* Directions:
Reproduce word for word the passage of the essay on anger from "We all get angry" up to and including "an appropriate response.".

* Document segment:
--- START ---

We all get angry from time-to-time. Sometimes our anger is righteous, that is to say it is justifiable and other times without valid cause. For instance, imagine your child is late returning from an evening basketball game. He does not call to let you know that the game went into overtime. You're unable to reach him and become fearful that something awful may have happened to him. It was also agreed upon that he would call if he was going to be late. Your trust has been violated in addition to the fact that you are frantic (fear: a root cause of anger). Most would agree that anger under these circumstances is an appropriate response.

An unjustifiable cause of anger can occur when we have unfair expectations of others. For example: we expect that every family member share equally in the care of their elderly parents. If the majority of the burden falls upon one member for whatever reason, that person may become irate and resentful of the others. However, perhaps the others are not logistically able to assist equally. Or their relationship may not be as strong as the primary caregiver, thereby dictating to them that their obligations are not as compulsory. To expect that others share the same values, commitment or goals as we do is unrealistic. Unmet expectations lead to anger and bitterness.

I've found myself in the latter situation. As my parents aged, they needed more care. However, the sibling who lived closest to them supplied sporadic care at best. I chose to put aside a minimum of one day every week to be with them, caring for whatever needs they had at each stage in their life. Over the course of twenty years, their needs increased and at times I felt overwhelmed and exhausted. I had to make a choice: I could be mad at the other sibling for not being more helpful or I could be sad that she was missing such a wonderful opportunity to care for two of the most loving parents ever created. I chose to feel sad for her rather than mad. Anger is judgmental and poses a threat to my emotional and physical well-being as well as interfering with my ability to live a serene life. Sadness, on the other hand, does neither. As long as I do not allow it to consume me, being sad can soften my heart with compassion towards her and prevents bitterness from manifesting.

--- END ---

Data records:
--- START ---

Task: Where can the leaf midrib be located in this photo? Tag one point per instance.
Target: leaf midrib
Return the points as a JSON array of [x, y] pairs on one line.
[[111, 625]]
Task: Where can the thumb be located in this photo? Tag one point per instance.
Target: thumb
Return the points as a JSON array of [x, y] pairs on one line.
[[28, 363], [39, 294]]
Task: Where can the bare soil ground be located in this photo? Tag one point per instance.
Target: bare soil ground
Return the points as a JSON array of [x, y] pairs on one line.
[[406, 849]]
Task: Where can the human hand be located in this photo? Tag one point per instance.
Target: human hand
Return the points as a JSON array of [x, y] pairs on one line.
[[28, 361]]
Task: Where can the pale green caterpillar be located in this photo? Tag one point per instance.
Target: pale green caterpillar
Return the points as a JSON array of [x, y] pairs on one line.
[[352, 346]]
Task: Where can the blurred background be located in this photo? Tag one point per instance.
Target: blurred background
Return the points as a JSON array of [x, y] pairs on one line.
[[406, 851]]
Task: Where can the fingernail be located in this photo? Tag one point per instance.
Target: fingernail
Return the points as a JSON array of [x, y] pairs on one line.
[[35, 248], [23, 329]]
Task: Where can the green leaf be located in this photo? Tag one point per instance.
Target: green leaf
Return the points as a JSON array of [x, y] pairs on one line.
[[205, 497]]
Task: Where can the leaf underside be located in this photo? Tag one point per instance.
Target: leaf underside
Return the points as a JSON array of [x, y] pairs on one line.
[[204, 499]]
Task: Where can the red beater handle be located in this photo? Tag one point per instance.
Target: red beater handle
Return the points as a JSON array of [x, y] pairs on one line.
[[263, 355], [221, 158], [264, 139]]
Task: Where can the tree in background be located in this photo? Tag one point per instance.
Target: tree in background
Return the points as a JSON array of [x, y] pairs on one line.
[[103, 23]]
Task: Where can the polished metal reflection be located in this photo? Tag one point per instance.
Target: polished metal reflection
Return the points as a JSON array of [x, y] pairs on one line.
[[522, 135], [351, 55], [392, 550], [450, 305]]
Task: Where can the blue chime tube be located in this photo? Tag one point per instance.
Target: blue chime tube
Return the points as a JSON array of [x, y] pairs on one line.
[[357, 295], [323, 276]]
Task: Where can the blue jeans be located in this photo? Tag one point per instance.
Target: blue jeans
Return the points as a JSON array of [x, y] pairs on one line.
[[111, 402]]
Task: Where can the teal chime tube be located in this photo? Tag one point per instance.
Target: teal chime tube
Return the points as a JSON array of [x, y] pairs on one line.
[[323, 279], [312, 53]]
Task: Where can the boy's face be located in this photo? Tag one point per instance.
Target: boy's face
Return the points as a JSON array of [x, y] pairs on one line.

--- END ---

* Solution to this exercise:
We all get angry from time-to-time. Sometimes our anger is righteous, that is to say it is justifiable and other times without valid cause. For instance, imagine your child is late returning from an evening basketball game. He does not call to let you know that the game went into overtime. You're unable to reach him and become fearful that something awful may have happened to him. It was also agreed upon that he would call if he was going to be late. Your trust has been violated in addition to the fact that you are frantic (fear: a root cause of anger). Most would agree that anger under these circumstances is an appropriate response.